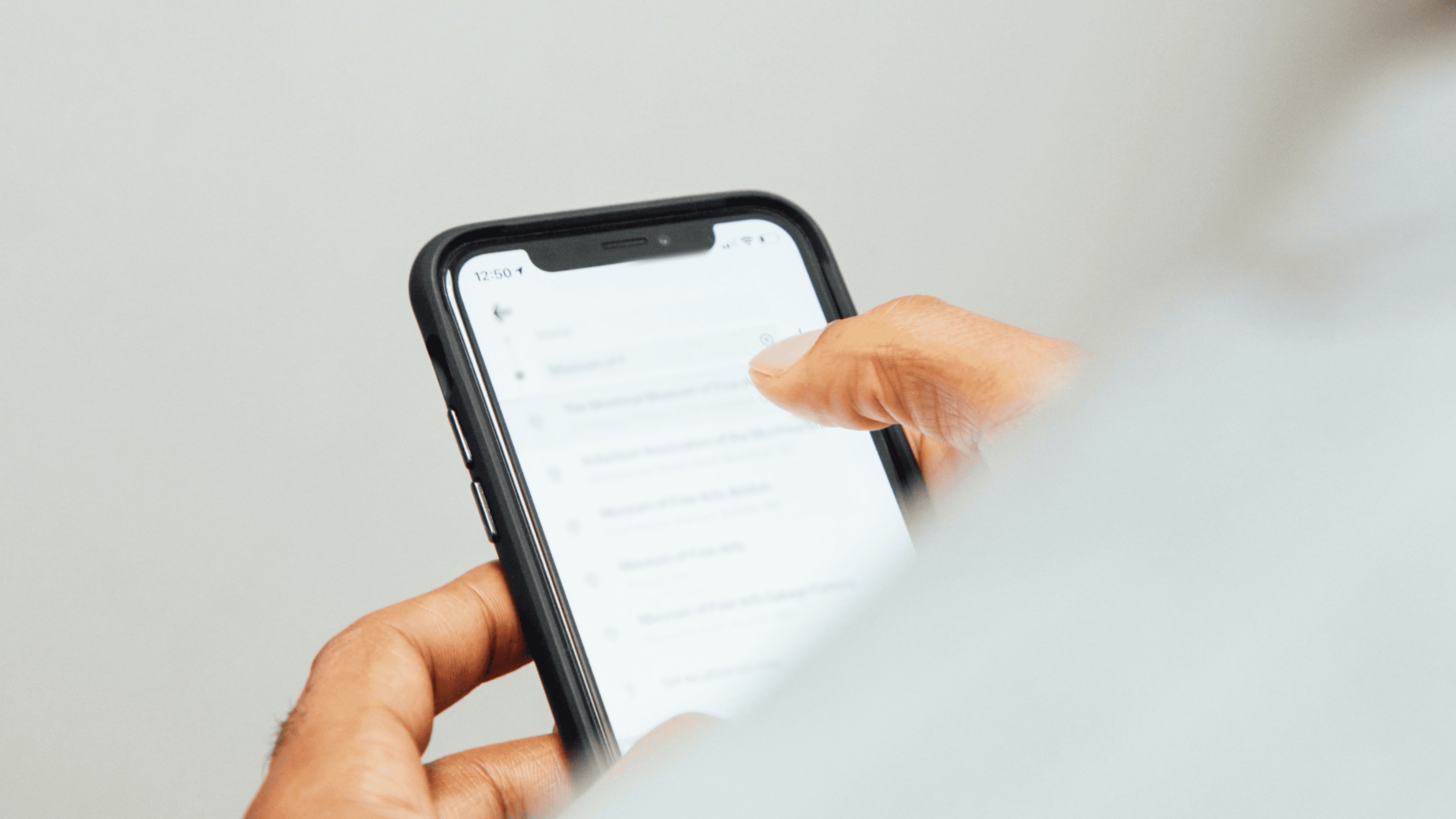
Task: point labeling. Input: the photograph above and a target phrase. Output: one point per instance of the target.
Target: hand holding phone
(357, 734)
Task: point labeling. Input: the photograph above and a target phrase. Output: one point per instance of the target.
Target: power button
(485, 511)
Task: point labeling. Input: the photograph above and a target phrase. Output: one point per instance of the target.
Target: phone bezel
(521, 543)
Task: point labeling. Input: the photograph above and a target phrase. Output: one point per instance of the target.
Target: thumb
(943, 372)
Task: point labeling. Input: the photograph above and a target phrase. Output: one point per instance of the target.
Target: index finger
(373, 691)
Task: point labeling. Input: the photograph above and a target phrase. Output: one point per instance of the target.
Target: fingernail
(784, 354)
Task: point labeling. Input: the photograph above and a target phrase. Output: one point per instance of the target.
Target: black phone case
(532, 581)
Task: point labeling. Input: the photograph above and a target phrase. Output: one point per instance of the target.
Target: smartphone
(672, 541)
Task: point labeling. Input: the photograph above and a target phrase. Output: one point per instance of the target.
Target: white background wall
(220, 438)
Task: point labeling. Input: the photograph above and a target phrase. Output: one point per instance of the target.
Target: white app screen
(704, 537)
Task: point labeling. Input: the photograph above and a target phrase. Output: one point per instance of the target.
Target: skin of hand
(353, 744)
(951, 378)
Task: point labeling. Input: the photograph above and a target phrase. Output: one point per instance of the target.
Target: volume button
(485, 511)
(465, 448)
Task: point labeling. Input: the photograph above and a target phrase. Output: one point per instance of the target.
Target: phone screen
(704, 537)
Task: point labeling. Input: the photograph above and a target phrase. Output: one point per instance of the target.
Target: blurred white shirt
(1223, 585)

* [Direction] Leave the pictures out and print the records above exactly as they stand.

* [Solved problem]
Task: point labeling. Input: the photograph above and a target phrase. Output: one point per instance of the target.
Target: hand holding phone
(357, 734)
Task: point labeling. Input: the photograph above and a target phrase. Output: one point per instance of the target.
Target: power button
(485, 511)
Task: point labeling. Input: the photograph above and a target phrase. Output: one point per instance of the target.
Target: phone bezel
(521, 543)
Task: point labeling. Input: the photograph above and a target phrase. Output: one point per instance of the target.
Target: thumb
(943, 372)
Task: point labeling. Input: the photograph above and a target phrase. Output: one point per instance of the target.
Target: index finger
(373, 691)
Task: point labeling. Input: the photograph above and a target phrase. Output: one point per instance of the target.
Target: fingernail
(784, 354)
Task: point labeling. Input: the photograph above and a target phrase. Output: one point per instance of the target.
Target: black phone case
(532, 581)
Task: point labeling. Input: the photograph above and a target phrase. Output: one point per instance of the target.
Target: smartphone
(672, 541)
Task: point labeling. Input: the photograph above and a target phrase. Output: one point per instance of the target.
Target: white background wall
(220, 438)
Task: point labeling. Input: the photograph above and a target phrase. Output: one point per instance of the target.
Target: white app screen
(704, 537)
Task: point labeling. Input: the photograph above and a target phrase. Output: one point per instance of the target.
Target: skin of hand
(353, 744)
(951, 378)
Task: point labeling. Input: the photograph above and a target phrase. Output: one point per instance of the target.
Target: volume button
(485, 511)
(465, 448)
Task: point labeling. Input: the photograph above and a target phrase. Output: one point per instance of the target.
Target: phone screen
(704, 537)
Task: point labeling. Input: the photograph above and a target phrase. Output: one point per instance of the target.
Target: blurred white shirt
(1223, 585)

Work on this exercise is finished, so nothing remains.